WHAT YOU HAVE TO DO -
Report how many lines below contain the string "negative", treating case as significant. Give only the number.
[[ PROVIDED DATA open ]]
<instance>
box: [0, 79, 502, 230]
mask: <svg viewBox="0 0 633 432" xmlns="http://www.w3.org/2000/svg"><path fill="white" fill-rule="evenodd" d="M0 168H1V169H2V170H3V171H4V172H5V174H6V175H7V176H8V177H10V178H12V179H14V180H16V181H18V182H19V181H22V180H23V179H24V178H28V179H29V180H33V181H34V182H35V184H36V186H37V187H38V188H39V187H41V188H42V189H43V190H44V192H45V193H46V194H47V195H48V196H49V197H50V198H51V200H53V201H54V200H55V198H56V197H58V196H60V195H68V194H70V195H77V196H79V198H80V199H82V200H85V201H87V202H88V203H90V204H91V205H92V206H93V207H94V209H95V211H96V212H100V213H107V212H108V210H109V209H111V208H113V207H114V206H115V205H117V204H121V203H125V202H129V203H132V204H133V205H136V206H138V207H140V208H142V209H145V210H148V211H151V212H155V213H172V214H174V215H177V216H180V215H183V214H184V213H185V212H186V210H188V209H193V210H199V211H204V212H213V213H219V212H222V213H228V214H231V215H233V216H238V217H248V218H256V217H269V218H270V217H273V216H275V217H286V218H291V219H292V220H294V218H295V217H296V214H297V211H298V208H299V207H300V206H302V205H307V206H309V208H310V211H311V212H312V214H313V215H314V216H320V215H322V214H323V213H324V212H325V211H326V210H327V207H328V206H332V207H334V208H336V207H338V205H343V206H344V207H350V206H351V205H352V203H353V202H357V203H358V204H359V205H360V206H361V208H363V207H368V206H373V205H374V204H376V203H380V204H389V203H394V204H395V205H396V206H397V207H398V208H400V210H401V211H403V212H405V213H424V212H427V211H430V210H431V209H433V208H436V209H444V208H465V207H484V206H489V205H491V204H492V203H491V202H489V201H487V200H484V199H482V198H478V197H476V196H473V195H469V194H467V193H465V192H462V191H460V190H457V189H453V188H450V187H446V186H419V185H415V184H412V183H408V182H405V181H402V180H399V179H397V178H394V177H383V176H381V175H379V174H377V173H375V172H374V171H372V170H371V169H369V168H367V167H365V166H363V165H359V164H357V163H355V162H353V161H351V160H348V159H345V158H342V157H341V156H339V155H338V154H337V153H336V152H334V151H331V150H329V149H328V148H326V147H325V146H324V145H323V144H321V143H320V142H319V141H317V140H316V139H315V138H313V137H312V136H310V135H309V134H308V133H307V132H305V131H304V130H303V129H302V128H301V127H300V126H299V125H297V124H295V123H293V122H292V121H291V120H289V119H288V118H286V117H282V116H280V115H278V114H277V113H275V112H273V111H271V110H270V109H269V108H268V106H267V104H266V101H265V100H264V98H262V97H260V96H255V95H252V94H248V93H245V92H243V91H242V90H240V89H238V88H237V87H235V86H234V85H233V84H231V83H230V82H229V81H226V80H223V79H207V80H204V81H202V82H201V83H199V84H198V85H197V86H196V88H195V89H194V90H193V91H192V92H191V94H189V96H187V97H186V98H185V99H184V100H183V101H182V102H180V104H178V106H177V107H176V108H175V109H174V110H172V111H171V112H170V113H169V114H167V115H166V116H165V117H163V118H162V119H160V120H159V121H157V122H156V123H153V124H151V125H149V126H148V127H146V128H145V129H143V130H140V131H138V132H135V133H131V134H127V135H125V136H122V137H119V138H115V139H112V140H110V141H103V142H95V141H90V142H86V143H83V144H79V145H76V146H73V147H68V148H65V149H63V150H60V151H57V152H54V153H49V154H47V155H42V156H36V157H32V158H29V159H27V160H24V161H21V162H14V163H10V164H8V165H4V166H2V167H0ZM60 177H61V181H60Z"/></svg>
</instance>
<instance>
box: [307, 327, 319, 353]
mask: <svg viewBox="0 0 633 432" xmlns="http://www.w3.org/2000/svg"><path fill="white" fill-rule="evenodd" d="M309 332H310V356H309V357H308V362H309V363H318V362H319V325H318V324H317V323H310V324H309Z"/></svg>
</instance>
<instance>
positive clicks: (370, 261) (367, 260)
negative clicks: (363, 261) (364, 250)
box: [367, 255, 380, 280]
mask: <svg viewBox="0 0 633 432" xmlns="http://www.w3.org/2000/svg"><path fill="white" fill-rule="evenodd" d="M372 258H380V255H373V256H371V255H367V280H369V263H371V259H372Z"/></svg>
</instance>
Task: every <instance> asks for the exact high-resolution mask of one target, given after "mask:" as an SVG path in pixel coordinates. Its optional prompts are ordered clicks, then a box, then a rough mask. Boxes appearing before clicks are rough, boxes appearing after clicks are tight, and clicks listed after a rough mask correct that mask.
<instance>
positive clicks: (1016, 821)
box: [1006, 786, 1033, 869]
[[ PROVIDED DATA closed ]]
[[ PROVIDED DATA open ]]
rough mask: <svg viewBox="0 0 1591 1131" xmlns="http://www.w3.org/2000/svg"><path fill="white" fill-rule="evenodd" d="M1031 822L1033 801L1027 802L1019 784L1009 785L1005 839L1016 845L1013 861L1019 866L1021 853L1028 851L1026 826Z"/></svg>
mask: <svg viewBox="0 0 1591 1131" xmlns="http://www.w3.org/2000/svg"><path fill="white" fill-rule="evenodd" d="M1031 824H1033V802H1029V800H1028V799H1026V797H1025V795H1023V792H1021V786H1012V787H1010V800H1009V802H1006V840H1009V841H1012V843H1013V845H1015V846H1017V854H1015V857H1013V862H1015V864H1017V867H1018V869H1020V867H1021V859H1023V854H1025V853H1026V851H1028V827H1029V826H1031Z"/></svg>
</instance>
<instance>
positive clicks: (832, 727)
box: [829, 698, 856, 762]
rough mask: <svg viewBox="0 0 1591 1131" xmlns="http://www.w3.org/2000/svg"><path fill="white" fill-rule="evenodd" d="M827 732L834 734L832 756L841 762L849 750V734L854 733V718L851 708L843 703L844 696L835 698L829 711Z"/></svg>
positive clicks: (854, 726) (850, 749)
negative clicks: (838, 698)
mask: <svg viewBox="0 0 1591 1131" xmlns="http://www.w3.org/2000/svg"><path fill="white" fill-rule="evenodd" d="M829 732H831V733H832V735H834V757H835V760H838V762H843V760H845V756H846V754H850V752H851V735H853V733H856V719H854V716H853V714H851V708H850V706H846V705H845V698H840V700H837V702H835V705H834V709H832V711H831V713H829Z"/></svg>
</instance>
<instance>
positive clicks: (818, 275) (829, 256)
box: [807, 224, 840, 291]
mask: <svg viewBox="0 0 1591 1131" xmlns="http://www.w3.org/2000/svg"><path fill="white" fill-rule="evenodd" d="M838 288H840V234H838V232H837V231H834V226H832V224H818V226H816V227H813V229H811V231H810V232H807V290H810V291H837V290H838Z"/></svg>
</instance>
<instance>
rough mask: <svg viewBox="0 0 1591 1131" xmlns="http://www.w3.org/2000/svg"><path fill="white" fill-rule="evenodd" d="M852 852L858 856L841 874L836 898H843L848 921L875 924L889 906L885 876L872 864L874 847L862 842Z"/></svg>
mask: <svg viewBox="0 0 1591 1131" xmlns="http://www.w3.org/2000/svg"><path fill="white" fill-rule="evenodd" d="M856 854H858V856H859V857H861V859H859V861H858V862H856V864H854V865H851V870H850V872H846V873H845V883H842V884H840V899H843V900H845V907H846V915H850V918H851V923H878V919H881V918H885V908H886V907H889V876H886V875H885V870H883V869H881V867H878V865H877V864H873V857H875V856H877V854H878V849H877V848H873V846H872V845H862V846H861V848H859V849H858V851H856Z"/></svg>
[[ PROVIDED DATA closed ]]
SOLUTION FOR THIS PROBLEM -
2